**WORK TO DO:**
Convert all of the entries below into a Markdown table with the columns Row and Line. Give each non-blank line its own sequential row number and omit blank lines.

**EXERCISE MATERIAL:**
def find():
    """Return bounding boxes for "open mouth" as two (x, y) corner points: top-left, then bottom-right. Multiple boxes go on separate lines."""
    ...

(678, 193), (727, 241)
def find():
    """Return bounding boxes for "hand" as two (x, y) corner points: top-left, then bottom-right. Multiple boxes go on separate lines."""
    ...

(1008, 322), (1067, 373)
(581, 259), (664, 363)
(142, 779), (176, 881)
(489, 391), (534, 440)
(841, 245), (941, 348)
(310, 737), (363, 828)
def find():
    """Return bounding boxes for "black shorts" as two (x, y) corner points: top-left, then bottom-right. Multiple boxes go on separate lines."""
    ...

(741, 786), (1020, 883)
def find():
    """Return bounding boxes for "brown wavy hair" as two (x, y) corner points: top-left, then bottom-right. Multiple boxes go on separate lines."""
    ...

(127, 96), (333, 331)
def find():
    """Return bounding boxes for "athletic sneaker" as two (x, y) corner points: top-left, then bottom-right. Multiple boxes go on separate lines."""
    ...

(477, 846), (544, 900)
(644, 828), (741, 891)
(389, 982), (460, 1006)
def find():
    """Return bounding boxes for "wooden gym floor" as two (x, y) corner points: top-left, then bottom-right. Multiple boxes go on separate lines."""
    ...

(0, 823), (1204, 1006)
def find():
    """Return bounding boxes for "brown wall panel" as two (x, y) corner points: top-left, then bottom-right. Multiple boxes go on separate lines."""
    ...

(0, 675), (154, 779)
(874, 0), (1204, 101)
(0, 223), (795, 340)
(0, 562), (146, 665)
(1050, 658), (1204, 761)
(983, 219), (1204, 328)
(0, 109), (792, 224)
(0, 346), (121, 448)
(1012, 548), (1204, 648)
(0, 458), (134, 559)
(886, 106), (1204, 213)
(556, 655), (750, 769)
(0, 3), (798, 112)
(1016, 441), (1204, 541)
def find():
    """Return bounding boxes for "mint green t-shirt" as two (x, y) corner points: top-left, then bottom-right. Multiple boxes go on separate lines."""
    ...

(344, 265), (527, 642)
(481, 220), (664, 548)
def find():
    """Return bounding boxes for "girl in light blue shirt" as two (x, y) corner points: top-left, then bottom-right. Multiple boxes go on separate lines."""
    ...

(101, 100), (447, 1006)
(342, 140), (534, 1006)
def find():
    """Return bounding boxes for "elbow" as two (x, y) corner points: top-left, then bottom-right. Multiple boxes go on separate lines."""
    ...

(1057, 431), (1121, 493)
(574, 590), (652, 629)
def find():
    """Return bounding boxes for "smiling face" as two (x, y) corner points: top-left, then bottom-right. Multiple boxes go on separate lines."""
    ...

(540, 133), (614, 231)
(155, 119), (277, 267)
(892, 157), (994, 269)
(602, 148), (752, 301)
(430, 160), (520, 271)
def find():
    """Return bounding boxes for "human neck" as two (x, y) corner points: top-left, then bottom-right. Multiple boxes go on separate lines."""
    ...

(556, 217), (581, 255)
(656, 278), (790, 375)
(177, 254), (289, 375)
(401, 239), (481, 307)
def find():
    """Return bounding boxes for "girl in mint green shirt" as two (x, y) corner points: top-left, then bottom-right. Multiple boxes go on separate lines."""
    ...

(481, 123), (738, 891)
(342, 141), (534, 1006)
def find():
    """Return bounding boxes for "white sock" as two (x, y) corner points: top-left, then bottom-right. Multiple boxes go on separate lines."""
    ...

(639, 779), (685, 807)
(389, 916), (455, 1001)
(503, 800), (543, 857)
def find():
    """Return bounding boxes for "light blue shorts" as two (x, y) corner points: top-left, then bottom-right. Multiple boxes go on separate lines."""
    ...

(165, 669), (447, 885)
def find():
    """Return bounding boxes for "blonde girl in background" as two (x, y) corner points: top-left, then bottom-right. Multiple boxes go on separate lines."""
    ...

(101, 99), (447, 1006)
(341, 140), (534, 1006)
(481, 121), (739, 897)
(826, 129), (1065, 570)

**TASK RESULT:**
| Row | Line |
|---|---|
| 1 | def find(): |
| 2 |     """Return bounding boxes for "open mouth" as two (x, y) corner points: top-left, then bottom-right. Multiple boxes go on separate lines.""" |
| 3 |     ... |
| 4 | (678, 193), (727, 241) |
| 5 | def find(): |
| 6 |     """Return bounding boxes for "hand" as two (x, y) corner points: top-left, then bottom-right. Multiple boxes go on separate lines.""" |
| 7 |     ... |
| 8 | (1008, 322), (1067, 373) |
| 9 | (581, 259), (664, 363) |
| 10 | (142, 779), (176, 881) |
| 11 | (489, 391), (534, 440) |
| 12 | (841, 245), (941, 348) |
| 13 | (310, 737), (363, 828) |
| 14 | def find(): |
| 15 |     """Return bounding boxes for "black shorts" as two (x, y) corner points: top-left, then bottom-right. Multiple boxes go on separate lines.""" |
| 16 |     ... |
| 17 | (741, 786), (1020, 883) |
| 18 | def find(): |
| 19 |     """Return bounding boxes for "brown wavy hair" as two (x, y) corner points: top-left, then bottom-right. Multiple boxes go on separate lines.""" |
| 20 |     ... |
| 21 | (127, 96), (333, 331) |
| 22 | def find(): |
| 23 |     """Return bounding boxes for "athletic sneaker" as two (x, y) corner points: top-left, then bottom-right. Multiple boxes go on separate lines.""" |
| 24 |     ... |
| 25 | (477, 846), (544, 900) |
| 26 | (644, 828), (741, 891) |
| 27 | (389, 982), (460, 1006) |
| 28 | def find(): |
| 29 |     """Return bounding boxes for "wooden gym floor" as two (x, y) corner points: top-left, then bottom-right. Multiple boxes go on separate lines.""" |
| 30 |     ... |
| 31 | (0, 823), (1204, 1006) |
| 32 | def find(): |
| 33 |     """Return bounding boxes for "brown wall panel" as two (x, y) corner points: top-left, then bottom-right. Multiple boxes go on separate lines.""" |
| 34 |     ... |
| 35 | (0, 675), (154, 779) |
| 36 | (874, 0), (1204, 101) |
| 37 | (0, 223), (795, 340) |
| 38 | (0, 562), (146, 665) |
| 39 | (1050, 658), (1204, 761) |
| 40 | (983, 219), (1204, 328) |
| 41 | (0, 109), (792, 224) |
| 42 | (0, 346), (121, 448) |
| 43 | (1012, 548), (1204, 648) |
| 44 | (0, 458), (134, 559) |
| 45 | (886, 106), (1204, 213) |
| 46 | (556, 655), (750, 769) |
| 47 | (0, 3), (798, 112) |
| 48 | (1016, 441), (1204, 541) |
| 49 | def find(): |
| 50 |     """Return bounding boxes for "mint green t-shirt" as two (x, y) corner points: top-left, then bottom-right. Multiple boxes go on separate lines.""" |
| 51 |     ... |
| 52 | (344, 265), (527, 642) |
| 53 | (481, 220), (664, 548) |
| 54 | def find(): |
| 55 |     """Return bounding boxes for "girl in light blue shirt" as two (x, y) corner points: top-left, then bottom-right. Multiple boxes go on separate lines.""" |
| 56 |     ... |
| 57 | (101, 100), (447, 1006) |
| 58 | (342, 140), (534, 1006) |
| 59 | def find(): |
| 60 |     """Return bounding boxes for "elbow" as two (x, y) corner points: top-left, then bottom-right. Multiple boxes go on separate lines.""" |
| 61 |     ... |
| 62 | (1057, 431), (1121, 493) |
| 63 | (574, 590), (652, 629) |
| 64 | def find(): |
| 65 |     """Return bounding boxes for "smiling face" as two (x, y) corner points: top-left, then bottom-right. Multiple boxes go on separate lines.""" |
| 66 |     ... |
| 67 | (540, 133), (614, 231) |
| 68 | (155, 119), (277, 267) |
| 69 | (892, 157), (994, 269) |
| 70 | (602, 148), (752, 301) |
| 71 | (430, 160), (520, 271) |
| 72 | def find(): |
| 73 |     """Return bounding boxes for "human neck" as two (x, y) corner points: top-left, then bottom-right. Multiple boxes go on separate lines.""" |
| 74 |     ... |
| 75 | (556, 217), (581, 255) |
| 76 | (656, 278), (790, 375) |
| 77 | (177, 254), (289, 375) |
| 78 | (401, 239), (481, 307) |
| 79 | def find(): |
| 80 |     """Return bounding boxes for "girl in mint green shirt" as two (x, y) corner points: top-left, then bottom-right. Multiple boxes go on separate lines.""" |
| 81 |     ... |
| 82 | (481, 123), (738, 891) |
| 83 | (342, 141), (534, 1006) |
| 84 | def find(): |
| 85 |     """Return bounding boxes for "white sock" as two (x, y) corner points: top-left, then bottom-right. Multiple boxes go on separate lines.""" |
| 86 |     ... |
| 87 | (639, 779), (685, 807) |
| 88 | (389, 916), (455, 1001) |
| 89 | (503, 800), (543, 857) |
| 90 | def find(): |
| 91 |     """Return bounding boxes for "light blue shorts" as two (x, y) corner points: top-left, then bottom-right. Multiple boxes go on separate lines.""" |
| 92 |     ... |
| 93 | (165, 669), (447, 885) |
| 94 | def find(): |
| 95 |     """Return bounding boxes for "blonde girl in background" as two (x, y) corner points: top-left, then bottom-right. Multiple boxes go on separate lines.""" |
| 96 |     ... |
| 97 | (101, 99), (447, 1006) |
| 98 | (341, 140), (534, 1006) |
| 99 | (481, 121), (739, 897) |
| 100 | (826, 129), (1065, 570) |